● Aufgabe 1
Schreiben Sie die Datenzeilen unverändert ab, und zwar vom Beginn der Daten bis zu der Zeile, die „[(790, 581), (536, 746)]“ enthält, beide Grenzen eingeschlossen.

● Textauszug
---

Nutztiere

 

Wir hatten immer Haustiere. Als ich ein kleines Kind war, waren aber die meisten davon für den Eigenbedarf an Fleisch gedacht. Nur die Goldfische im Teich und die Hauskatze durften leben bis ihr natürliches Ende kam, wobei die Katzen leider nach einer gewissen Zeit immer irgendwie verschwanden. Ansonsten hatten wir Hühner, Stallkaninchen und zwei Schildkröten, die zwischen den Hühnern herumliefen.

 

Ich muss damals noch recht klein gewesen sein, als ich einmal zuschauen durfte, wie mein Opa ein Huhn schlachtete. Er fing es im Hühnerstall, griff die Flügelansätze mit einer Hand, nahm es mit zum Hackklotz wo sonst das Holz gespalten wurde und legte es dort auf den Rücken während er es festhielt. Hühner halten still, wenn man sie auf den Rücken legt.

 

Dann griff er die Axt und hackte ihm den Hals ab. Kopf und Hühnerkörper fielen zu Boden und der Körper rannte kopflos und blutend noch ein Stück durch den Hof, bis er dann endgültig zusammenbrach. Es wurde mit dem Hals nach unten aufgehängt. Danach bekam es meine Oma zum überbrühen, rupfen und ausnehmen.

---

● Daten
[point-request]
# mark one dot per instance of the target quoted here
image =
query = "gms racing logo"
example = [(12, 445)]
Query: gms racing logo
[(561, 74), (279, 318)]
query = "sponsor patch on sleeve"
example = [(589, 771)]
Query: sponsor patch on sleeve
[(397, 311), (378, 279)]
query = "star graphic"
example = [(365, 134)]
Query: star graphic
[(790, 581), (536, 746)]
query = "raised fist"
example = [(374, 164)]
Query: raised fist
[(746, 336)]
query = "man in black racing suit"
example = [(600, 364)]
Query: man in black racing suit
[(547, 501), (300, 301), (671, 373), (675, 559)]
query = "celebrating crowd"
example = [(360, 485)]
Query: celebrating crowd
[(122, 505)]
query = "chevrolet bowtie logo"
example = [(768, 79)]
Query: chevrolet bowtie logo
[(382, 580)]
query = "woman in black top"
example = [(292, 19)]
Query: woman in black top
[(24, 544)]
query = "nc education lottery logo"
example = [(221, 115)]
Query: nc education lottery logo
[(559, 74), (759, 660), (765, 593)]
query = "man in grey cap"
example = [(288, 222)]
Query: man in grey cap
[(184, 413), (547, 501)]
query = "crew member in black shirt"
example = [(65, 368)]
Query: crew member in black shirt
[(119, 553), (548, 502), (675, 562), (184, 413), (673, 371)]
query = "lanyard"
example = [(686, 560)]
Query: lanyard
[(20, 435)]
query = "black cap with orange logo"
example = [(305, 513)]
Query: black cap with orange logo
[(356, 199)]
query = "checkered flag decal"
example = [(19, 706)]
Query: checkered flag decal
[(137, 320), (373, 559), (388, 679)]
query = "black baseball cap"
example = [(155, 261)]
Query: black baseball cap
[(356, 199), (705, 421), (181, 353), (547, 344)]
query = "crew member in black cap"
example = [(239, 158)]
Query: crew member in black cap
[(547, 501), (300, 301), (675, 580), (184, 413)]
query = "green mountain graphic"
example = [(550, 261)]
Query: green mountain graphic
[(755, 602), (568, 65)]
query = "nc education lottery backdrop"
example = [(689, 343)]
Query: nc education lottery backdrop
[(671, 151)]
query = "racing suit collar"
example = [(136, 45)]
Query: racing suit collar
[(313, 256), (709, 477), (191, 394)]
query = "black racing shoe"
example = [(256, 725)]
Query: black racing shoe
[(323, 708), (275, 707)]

---

● Aufgabe 2
Geben Sie aus dem Text über Nutztiere den Abschnitt zwischen „Ich muss damals“ und „den Rücken legt.“ wortgetreu wieder, beide Stellen eingeschlossen.

● Vollständige Lösung 1
[point-request]
# mark one dot per instance of the target quoted here
image =
query = "gms racing logo"
example = [(12, 445)]
Query: gms racing logo
[(561, 74), (279, 318)]
query = "sponsor patch on sleeve"
example = [(589, 771)]
Query: sponsor patch on sleeve
[(397, 311), (378, 279)]
query = "star graphic"
example = [(365, 134)]
Query: star graphic
[(790, 581), (536, 746)]

● Vollständige Lösung 2
Ich muss damals noch recht klein gewesen sein, als ich einmal zuschauen durfte, wie mein Opa ein Huhn schlachtete. Er fing es im Hühnerstall, griff die Flügelansätze mit einer Hand, nahm es mit zum Hackklotz wo sonst das Holz gespalten wurde und legte es dort auf den Rücken während er es festhielt. Hühner halten still, wenn man sie auf den Rücken legt.